──────── Source document
Brown was an electrical engineer whose technical ability, foresight and determination gave rise to the development of medical ultrasound.
Tom was born in 1933 and grew up in Glasgow, where as achild he showed early promise in technology, by setting up electric lighting in a house in the middle of the countryside without an electricity supply.
He attended Allan Glen's school and went on to take up an apprenticeship with Kelvin & Hughes, scientific instrument makers in Glasgow. In 1953, he enabled family and neighbours to watch the coronation of Queen Elizabeth II by building a television set from scratch.
In 1956, at the age of 23, Tom overheard conversation at the Western Infirmary in Glasgow alerted him to the fact that local obstetrician - Professor Ian Donald - was attempting to differentiate between uterine fibroids and cysts using one of the firm's metal flaw detectors. He talked to Donald directly, offering technical support and adaptation.
Brown and Donald thus began a collaboration leading to the development of the prototype for the first compound contact scanner. A working version was put to use by Donald in 1957. Together with Dr John McVicar, they published their seminal Lancet paper less than two years after their first meeting. The Diasonograph machine later went into production and was the first to be commercially available.
────────────────
──────── Information given
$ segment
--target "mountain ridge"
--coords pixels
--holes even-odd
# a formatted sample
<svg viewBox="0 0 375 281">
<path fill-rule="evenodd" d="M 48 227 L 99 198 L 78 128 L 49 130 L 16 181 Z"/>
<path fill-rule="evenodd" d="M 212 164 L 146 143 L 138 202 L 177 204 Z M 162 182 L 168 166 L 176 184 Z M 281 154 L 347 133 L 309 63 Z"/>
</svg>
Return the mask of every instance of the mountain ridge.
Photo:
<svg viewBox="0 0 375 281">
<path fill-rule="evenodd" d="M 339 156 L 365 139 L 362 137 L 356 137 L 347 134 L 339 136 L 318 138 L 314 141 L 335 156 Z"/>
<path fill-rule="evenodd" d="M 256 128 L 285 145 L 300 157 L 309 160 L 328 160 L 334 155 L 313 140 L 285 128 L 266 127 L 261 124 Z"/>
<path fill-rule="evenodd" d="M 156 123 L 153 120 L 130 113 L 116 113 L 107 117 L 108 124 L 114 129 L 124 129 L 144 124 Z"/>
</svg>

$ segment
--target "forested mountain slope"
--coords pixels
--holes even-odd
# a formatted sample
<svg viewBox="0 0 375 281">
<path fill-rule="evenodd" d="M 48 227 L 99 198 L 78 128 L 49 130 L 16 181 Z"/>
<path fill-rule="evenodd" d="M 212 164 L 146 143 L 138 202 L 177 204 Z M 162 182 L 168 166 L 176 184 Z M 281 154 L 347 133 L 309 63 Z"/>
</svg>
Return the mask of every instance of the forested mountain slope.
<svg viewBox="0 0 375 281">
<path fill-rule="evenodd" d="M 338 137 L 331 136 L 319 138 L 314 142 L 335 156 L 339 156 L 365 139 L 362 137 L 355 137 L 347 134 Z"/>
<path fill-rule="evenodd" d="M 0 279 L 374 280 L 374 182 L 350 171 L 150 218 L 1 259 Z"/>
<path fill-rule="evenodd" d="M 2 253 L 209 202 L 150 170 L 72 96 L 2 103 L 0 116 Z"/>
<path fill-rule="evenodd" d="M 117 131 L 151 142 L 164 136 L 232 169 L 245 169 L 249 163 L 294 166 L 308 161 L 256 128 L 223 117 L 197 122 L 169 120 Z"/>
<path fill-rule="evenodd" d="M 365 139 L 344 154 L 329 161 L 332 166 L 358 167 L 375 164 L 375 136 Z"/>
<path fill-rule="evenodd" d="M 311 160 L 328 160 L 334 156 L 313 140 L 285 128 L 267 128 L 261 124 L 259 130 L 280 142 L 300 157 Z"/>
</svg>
────────────────
Exercise tasks.
a – According to the text about Tom Brown, what did he build from scratch in 1953 so that family and neighbors could watch the coronation?
b – In the text about Tom Brown, write out the passage between "Tom was born" and "an electricity supply.", inclusive, renaming "countryside" to "hills".
The records are not needed for any of this.

Results by task.
a – A television set.

b –
Tom was born in 1933 and grew up in Glasgow, where as achild he showed early promise in technology, by setting up electric lighting in a house in the middle of the hills without an electricity supply.